+++ VORLIEGENDER TEXT
Wieder Zoff in Dresden: Weltkulturerbe wird zugebaut
Weil der Verlust des Unesco-Titels droht, stieß die Stadt Teile des Elbhangs ab. Jetzt droht die Betonierung. Denkmalschützer und Oppositionsparteien sind entsetzt
Die Uhr tickt. Wenn sich im Dresdner Brückenstreit nichts tut, wird die sächsische Landeshauptstadt im kommenden Jahr nicht mehr auf der Unesco-Liste des Weltkulturerbes zu finden sein. Eifrig planen einige im Stadtrat die Zeit danach.
++++++
ZU BEARBEITEN:
1 > Beantworten Sie zum Artikel über das Dresdner Weltkulturerbe diese Fragen:
(a) Was stieß die Stadt ab, weil der Verlust des Unesco-Titels droht?
(b) Wer ist entsetzt?
(c) Wann wird Dresden nicht mehr auf der Unesco-Liste zu finden sein, wenn sich im Brückenstreit nichts tut?
2 > Schreiben Sie aus dem Artikel über das Dresdner Weltkulturerbe den Abschnitt ab, der mit „Wieder Zoff in“ beginnt und bis einschließlich „die Zeit danach.“ reicht.
Die Datensätze werden hier nicht gebraucht.
+++ DATENAUSZUG
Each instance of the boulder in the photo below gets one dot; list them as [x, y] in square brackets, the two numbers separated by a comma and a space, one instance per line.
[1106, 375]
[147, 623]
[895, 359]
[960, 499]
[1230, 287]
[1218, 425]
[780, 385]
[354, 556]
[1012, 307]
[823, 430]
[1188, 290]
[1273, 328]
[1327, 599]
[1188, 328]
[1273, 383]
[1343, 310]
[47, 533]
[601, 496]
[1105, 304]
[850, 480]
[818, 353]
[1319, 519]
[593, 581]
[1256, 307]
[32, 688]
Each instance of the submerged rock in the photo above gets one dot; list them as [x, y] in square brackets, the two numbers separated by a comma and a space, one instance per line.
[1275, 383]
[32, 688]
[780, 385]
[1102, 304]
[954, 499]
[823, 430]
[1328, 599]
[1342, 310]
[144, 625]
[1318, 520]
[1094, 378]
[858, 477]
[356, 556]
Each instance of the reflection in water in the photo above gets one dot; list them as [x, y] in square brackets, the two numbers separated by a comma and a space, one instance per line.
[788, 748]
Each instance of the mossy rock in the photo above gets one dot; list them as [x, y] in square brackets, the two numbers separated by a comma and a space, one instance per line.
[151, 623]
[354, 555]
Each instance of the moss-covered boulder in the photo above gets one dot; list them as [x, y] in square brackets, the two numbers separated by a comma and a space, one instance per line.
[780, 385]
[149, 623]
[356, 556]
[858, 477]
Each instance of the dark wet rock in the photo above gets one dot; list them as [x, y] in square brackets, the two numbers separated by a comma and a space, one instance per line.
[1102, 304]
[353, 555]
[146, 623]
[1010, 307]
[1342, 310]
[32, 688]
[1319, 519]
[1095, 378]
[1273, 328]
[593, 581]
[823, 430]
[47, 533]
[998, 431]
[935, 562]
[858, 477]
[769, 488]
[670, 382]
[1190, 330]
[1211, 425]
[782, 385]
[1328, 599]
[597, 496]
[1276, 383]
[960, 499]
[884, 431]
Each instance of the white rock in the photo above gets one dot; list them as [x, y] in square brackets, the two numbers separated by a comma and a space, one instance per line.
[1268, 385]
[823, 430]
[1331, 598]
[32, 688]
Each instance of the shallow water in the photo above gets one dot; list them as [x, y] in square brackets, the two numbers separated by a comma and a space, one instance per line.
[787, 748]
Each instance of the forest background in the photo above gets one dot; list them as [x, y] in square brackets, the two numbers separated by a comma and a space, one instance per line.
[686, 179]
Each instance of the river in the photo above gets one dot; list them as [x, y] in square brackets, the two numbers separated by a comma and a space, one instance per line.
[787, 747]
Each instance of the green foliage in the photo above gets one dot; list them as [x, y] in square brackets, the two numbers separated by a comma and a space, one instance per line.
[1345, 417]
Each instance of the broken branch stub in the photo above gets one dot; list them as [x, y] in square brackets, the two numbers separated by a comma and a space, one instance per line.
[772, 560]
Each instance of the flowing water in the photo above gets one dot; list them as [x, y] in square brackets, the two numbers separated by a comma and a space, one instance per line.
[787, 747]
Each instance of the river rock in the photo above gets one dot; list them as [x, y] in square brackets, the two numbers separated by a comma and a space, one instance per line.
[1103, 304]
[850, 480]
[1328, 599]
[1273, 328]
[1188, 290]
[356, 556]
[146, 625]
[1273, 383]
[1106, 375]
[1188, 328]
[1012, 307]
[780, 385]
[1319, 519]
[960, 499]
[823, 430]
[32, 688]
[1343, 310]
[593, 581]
++++++
ANTWORTLISTE:
1 >
(a) Teile des Elbhangs
(b) Denkmalschützer und Oppositionsparteien
(c) im kommenden Jahr

2 >
Wieder Zoff in Dresden: Weltkulturerbe wird zugebaut
Weil der Verlust des Unesco-Titels droht, stieß die Stadt Teile des Elbhangs ab. Jetzt droht die Betonierung. Denkmalschützer und Oppositionsparteien sind entsetzt
Die Uhr tickt. Wenn sich im Dresdner Brückenstreit nichts tut, wird die sächsische Landeshauptstadt im kommenden Jahr nicht mehr auf der Unesco-Liste des Weltkulturerbes zu finden sein. Eifrig planen einige im Stadtrat die Zeit danach.